Dataset records:
* BEGIN *

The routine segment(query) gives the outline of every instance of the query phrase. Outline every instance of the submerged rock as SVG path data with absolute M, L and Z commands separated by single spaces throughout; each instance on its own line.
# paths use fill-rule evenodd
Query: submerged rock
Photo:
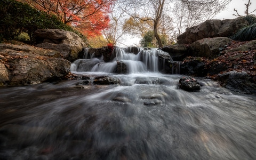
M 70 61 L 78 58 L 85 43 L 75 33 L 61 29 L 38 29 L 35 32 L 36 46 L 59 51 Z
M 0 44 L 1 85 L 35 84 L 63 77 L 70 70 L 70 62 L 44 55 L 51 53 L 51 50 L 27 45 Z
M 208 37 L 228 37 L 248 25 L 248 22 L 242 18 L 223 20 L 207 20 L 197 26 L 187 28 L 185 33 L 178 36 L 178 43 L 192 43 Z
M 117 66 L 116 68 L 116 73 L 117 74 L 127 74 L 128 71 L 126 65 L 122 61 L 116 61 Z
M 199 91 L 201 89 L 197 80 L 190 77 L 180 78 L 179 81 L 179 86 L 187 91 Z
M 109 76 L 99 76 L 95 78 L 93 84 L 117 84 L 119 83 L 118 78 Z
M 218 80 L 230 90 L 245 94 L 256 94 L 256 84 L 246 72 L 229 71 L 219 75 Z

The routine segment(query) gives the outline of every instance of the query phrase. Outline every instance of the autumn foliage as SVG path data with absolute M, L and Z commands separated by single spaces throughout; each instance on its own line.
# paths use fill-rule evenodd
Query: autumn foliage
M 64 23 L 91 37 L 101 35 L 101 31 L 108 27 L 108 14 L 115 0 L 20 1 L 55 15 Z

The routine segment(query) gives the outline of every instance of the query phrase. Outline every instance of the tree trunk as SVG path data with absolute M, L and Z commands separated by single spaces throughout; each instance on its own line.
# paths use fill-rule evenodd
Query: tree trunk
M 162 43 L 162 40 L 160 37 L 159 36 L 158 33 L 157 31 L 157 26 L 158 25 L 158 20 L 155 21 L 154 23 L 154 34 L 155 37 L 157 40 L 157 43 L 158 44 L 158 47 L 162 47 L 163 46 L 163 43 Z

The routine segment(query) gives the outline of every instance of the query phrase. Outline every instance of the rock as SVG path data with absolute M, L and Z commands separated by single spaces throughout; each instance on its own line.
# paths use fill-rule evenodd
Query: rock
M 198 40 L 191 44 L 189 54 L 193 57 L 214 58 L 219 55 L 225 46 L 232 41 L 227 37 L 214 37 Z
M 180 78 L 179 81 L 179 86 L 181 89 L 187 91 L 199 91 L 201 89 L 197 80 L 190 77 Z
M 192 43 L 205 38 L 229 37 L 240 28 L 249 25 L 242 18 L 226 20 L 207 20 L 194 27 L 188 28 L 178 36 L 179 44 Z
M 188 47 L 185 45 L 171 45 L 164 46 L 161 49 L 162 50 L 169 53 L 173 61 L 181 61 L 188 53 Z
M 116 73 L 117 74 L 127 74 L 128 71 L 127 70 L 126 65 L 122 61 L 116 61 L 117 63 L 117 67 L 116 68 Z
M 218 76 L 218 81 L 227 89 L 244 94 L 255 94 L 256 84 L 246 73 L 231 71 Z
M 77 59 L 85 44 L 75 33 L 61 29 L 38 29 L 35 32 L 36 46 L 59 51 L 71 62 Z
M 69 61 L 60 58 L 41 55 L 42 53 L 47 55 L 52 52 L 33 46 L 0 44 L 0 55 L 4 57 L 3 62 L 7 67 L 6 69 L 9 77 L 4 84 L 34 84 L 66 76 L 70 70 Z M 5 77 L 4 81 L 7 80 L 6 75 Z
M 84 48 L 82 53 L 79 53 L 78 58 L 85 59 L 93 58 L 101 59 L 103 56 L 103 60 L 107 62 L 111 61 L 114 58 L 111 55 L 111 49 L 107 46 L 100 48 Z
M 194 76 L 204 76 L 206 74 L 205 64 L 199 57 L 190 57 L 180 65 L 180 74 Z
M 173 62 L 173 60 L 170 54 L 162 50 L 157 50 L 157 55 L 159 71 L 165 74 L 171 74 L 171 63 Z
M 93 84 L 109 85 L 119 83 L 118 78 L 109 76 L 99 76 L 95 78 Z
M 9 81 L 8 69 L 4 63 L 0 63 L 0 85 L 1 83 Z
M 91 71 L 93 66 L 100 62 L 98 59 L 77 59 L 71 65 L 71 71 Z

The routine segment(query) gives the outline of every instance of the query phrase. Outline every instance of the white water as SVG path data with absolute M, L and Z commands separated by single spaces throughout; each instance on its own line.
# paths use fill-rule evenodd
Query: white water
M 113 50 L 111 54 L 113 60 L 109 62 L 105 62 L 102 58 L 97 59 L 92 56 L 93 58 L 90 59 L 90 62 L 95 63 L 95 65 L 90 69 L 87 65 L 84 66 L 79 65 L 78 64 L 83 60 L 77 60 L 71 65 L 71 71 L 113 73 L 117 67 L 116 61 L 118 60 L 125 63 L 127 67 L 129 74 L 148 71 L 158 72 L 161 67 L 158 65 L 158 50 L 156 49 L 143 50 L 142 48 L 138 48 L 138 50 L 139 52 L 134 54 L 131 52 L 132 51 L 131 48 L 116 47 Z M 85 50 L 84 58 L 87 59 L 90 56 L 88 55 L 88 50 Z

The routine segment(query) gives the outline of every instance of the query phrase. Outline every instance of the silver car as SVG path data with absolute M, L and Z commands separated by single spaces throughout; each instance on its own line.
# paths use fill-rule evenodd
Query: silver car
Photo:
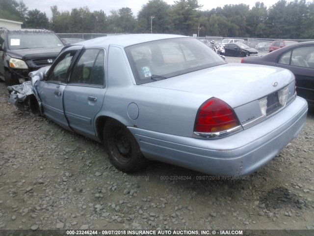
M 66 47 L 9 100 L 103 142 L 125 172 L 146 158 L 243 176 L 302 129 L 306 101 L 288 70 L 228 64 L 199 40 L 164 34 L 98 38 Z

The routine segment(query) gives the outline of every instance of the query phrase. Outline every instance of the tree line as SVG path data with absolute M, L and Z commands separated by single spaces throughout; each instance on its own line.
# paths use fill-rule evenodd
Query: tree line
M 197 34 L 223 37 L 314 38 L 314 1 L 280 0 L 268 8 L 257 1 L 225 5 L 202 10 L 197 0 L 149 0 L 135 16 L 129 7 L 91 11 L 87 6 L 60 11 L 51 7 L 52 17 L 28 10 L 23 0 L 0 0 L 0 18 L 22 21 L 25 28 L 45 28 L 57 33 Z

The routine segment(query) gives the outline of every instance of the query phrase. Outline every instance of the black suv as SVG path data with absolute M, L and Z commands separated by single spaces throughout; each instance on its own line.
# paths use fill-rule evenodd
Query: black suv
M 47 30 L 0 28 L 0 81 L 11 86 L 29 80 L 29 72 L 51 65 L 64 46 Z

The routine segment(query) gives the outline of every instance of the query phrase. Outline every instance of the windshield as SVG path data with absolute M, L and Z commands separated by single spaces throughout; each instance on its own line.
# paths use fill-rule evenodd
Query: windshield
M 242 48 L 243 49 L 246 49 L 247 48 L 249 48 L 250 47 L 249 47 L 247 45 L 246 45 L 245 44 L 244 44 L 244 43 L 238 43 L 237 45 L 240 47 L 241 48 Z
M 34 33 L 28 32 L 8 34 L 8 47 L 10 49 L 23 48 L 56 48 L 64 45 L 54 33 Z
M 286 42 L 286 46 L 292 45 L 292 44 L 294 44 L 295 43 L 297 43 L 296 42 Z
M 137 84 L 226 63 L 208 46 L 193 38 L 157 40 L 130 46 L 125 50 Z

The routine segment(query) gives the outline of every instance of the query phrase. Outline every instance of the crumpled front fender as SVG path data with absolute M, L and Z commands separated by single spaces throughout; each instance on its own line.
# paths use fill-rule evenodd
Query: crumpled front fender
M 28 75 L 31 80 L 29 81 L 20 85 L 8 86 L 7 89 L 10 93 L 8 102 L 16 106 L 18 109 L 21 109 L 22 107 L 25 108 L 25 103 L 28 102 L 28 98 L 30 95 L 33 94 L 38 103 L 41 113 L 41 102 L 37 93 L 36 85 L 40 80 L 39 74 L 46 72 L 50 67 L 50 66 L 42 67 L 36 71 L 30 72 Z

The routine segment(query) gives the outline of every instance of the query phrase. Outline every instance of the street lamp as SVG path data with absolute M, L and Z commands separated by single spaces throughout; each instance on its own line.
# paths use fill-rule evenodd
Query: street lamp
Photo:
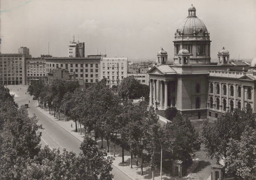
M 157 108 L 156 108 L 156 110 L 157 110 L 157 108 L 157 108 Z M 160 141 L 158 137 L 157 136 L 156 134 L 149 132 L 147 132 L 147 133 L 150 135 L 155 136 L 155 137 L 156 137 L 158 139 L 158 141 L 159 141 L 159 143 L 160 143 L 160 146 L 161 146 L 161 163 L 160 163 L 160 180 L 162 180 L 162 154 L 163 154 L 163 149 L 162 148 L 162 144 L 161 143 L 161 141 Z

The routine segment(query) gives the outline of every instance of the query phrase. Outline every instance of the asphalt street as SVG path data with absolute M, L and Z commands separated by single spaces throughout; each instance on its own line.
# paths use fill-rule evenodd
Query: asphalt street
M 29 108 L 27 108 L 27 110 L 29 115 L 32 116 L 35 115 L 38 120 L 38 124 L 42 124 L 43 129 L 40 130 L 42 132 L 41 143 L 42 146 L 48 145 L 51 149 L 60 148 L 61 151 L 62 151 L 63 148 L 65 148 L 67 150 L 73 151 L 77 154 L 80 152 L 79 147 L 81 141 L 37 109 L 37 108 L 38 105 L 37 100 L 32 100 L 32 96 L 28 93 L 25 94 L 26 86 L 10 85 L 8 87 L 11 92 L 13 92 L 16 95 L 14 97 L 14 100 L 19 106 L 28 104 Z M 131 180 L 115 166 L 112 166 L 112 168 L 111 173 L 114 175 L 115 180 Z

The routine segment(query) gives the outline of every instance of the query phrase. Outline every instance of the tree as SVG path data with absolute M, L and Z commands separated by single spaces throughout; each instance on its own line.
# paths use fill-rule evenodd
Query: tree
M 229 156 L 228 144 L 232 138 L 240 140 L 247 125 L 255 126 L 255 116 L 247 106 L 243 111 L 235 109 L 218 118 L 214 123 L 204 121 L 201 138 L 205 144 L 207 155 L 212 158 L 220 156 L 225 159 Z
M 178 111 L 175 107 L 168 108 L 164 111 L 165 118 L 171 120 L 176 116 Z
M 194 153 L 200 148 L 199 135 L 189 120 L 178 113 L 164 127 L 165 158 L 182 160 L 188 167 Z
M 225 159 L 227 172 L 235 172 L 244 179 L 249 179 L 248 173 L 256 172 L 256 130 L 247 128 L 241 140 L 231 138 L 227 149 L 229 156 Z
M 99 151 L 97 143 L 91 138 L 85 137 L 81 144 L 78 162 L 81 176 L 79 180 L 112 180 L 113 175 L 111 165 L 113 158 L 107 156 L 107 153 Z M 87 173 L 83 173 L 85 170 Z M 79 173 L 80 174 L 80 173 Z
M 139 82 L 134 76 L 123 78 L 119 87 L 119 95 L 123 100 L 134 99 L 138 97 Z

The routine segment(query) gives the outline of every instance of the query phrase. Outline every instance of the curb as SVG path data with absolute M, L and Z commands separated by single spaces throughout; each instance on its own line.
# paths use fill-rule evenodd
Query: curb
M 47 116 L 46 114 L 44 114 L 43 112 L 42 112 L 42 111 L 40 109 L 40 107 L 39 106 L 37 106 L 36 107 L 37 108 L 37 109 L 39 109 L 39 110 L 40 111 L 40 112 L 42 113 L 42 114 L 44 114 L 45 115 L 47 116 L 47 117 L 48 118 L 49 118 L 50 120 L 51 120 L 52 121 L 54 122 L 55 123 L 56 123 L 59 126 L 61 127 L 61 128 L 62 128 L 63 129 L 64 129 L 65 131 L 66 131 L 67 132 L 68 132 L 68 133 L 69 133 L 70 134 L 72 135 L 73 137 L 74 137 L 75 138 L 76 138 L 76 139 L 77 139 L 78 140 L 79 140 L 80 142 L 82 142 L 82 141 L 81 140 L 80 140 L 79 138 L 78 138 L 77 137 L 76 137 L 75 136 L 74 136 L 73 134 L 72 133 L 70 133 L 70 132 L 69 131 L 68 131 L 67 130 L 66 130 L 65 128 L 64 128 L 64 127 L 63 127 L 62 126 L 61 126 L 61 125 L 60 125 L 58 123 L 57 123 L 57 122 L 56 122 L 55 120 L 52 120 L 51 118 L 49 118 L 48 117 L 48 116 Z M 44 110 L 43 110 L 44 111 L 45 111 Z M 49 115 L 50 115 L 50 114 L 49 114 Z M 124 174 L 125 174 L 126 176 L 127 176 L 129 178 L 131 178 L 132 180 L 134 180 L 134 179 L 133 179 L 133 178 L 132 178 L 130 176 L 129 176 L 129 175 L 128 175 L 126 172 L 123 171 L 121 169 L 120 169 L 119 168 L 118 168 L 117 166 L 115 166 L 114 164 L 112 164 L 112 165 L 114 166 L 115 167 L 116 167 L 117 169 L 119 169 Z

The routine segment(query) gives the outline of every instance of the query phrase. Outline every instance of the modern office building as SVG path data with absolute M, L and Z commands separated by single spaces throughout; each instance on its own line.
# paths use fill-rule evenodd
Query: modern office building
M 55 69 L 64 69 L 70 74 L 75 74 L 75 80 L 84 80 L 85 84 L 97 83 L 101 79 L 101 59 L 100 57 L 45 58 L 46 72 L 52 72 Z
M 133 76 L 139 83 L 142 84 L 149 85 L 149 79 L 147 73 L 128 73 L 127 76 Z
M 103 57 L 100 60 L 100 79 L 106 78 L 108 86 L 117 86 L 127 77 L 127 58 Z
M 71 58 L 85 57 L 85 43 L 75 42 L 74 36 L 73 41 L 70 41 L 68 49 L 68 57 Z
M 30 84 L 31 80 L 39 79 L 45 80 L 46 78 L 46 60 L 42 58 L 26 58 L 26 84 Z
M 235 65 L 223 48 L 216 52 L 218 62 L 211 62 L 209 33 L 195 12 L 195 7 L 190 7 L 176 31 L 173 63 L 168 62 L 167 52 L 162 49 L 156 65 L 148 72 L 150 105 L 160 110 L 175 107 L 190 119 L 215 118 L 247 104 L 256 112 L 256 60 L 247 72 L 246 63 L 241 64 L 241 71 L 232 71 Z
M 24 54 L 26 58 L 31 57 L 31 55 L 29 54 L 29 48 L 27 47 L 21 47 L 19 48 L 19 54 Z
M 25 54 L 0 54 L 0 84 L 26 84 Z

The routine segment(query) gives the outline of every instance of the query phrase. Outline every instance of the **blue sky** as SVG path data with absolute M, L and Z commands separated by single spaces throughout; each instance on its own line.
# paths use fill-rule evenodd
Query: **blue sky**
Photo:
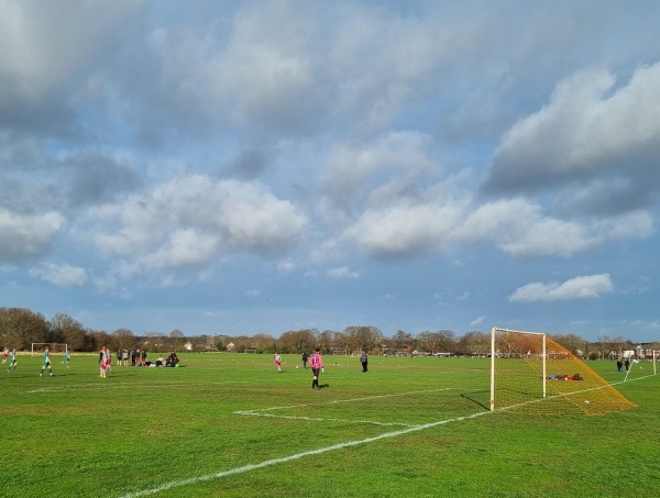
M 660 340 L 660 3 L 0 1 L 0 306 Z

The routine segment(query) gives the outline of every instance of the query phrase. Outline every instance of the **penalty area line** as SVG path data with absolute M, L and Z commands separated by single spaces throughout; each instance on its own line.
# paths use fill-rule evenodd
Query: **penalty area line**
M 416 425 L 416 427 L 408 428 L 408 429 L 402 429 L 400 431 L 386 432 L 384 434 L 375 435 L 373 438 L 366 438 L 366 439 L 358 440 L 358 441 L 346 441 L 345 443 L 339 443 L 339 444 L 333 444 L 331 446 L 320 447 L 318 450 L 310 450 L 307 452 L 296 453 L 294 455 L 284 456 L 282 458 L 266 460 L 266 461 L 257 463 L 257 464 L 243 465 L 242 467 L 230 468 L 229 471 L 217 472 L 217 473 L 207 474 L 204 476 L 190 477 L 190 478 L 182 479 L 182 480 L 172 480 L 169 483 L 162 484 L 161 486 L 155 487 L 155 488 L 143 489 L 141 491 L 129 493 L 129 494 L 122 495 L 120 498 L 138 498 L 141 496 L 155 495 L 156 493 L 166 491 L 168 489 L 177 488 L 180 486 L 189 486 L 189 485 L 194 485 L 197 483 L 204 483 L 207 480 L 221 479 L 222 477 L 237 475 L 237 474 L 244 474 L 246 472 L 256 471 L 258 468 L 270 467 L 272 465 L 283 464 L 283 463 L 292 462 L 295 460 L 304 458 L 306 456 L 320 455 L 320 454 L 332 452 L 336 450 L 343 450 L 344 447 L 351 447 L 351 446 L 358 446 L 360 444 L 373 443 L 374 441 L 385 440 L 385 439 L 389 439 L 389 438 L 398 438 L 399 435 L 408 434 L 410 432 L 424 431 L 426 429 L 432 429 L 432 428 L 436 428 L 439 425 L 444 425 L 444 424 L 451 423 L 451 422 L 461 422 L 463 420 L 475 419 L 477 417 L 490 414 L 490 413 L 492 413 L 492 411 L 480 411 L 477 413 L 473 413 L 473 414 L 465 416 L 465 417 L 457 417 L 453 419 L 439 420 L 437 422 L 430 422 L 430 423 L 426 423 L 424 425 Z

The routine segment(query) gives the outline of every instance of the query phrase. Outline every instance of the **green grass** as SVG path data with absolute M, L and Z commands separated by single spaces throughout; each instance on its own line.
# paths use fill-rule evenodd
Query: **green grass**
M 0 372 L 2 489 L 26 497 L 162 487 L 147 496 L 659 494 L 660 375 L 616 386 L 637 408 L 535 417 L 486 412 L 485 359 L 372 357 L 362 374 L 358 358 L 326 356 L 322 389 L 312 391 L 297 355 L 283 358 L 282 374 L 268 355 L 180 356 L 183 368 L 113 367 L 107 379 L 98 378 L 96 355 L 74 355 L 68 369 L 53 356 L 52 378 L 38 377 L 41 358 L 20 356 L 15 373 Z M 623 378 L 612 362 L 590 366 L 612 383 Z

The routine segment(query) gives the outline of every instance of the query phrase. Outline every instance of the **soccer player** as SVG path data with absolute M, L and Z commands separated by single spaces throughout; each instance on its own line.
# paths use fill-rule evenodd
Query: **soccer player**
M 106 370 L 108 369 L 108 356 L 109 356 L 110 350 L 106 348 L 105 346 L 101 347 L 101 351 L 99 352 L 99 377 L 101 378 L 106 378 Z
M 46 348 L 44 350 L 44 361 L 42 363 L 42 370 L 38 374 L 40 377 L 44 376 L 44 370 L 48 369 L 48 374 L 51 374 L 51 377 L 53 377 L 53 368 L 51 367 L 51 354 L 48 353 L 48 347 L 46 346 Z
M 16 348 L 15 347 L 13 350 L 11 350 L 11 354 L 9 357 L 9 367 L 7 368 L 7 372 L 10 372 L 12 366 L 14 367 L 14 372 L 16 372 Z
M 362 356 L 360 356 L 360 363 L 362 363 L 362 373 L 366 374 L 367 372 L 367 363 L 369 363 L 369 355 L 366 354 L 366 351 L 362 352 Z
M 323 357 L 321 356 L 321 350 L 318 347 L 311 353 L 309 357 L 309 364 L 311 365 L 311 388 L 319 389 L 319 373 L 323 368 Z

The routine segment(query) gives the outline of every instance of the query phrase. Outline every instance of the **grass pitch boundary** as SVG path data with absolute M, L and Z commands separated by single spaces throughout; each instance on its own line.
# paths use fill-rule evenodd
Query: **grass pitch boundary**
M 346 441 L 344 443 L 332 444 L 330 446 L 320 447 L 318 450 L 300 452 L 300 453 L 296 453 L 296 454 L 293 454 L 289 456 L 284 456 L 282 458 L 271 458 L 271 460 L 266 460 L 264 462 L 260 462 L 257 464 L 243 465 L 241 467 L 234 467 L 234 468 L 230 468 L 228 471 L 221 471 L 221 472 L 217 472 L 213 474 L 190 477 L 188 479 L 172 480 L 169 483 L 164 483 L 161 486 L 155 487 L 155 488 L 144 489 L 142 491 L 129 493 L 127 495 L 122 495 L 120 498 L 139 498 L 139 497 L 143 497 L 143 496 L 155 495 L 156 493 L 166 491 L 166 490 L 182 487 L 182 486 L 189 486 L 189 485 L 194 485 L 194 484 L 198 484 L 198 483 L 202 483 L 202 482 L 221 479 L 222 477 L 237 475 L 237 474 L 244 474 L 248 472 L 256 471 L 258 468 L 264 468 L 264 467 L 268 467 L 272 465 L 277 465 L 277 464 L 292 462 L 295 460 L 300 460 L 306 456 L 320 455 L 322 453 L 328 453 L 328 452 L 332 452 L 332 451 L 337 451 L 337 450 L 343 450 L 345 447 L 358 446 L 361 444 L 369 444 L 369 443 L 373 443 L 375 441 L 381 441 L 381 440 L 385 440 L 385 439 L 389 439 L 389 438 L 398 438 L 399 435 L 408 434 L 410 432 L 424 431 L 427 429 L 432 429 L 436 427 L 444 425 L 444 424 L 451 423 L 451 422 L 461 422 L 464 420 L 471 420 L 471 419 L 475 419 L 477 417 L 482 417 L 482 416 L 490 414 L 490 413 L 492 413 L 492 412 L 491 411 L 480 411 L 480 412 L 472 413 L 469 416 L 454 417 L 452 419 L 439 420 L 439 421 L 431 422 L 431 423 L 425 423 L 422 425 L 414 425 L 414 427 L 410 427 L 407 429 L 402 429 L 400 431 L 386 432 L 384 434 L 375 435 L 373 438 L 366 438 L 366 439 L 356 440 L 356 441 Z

* END *

Recast the data as a numbered list, running from the start of the data through the line that contains "M 64 23 L 91" and dropping any blank lines. Leave the pictures out of your answer.

■ RESPONSE TO THIS TASK:
1. The routine segment(query) gives the outline of every instance of the query phrase. Outline every instance of the submerged rock as SVG path data with absolute M, L and Z commands separated by single spaces throughout; each instance on its own line.
2. # paths use fill-rule evenodd
3. Query: submerged rock
4. Photo:
5. M 70 61 L 78 58 L 85 43 L 75 33 L 61 29 L 38 29 L 35 32 L 36 46 L 59 51 Z
6. M 0 44 L 1 85 L 35 84 L 63 77 L 70 70 L 70 62 L 44 55 L 51 53 L 51 50 L 27 45 Z
7. M 208 37 L 228 37 L 248 25 L 248 22 L 242 18 L 223 20 L 207 20 L 197 26 L 187 28 L 185 33 L 178 36 L 178 43 L 192 43 Z
8. M 117 66 L 116 68 L 116 73 L 117 74 L 127 74 L 128 71 L 126 65 L 122 61 L 116 61 Z
9. M 199 91 L 201 89 L 197 80 L 190 77 L 180 78 L 179 81 L 179 86 L 187 91 Z
10. M 109 76 L 99 76 L 95 78 L 93 84 L 117 84 L 119 83 L 118 78 Z
11. M 218 80 L 230 90 L 245 94 L 256 94 L 256 84 L 246 72 L 229 71 L 219 75 Z
12. The routine segment(query) gives the outline of every instance of the query phrase. Outline every instance of the autumn foliage as SVG path data with absolute M, L and Z commands separated by single spaces throughout; each instance on its own line.
13. # paths use fill-rule evenodd
14. Query: autumn foliage
15. M 64 23 L 91 37 L 101 35 L 101 31 L 108 27 L 108 14 L 115 0 L 20 1 L 55 15 Z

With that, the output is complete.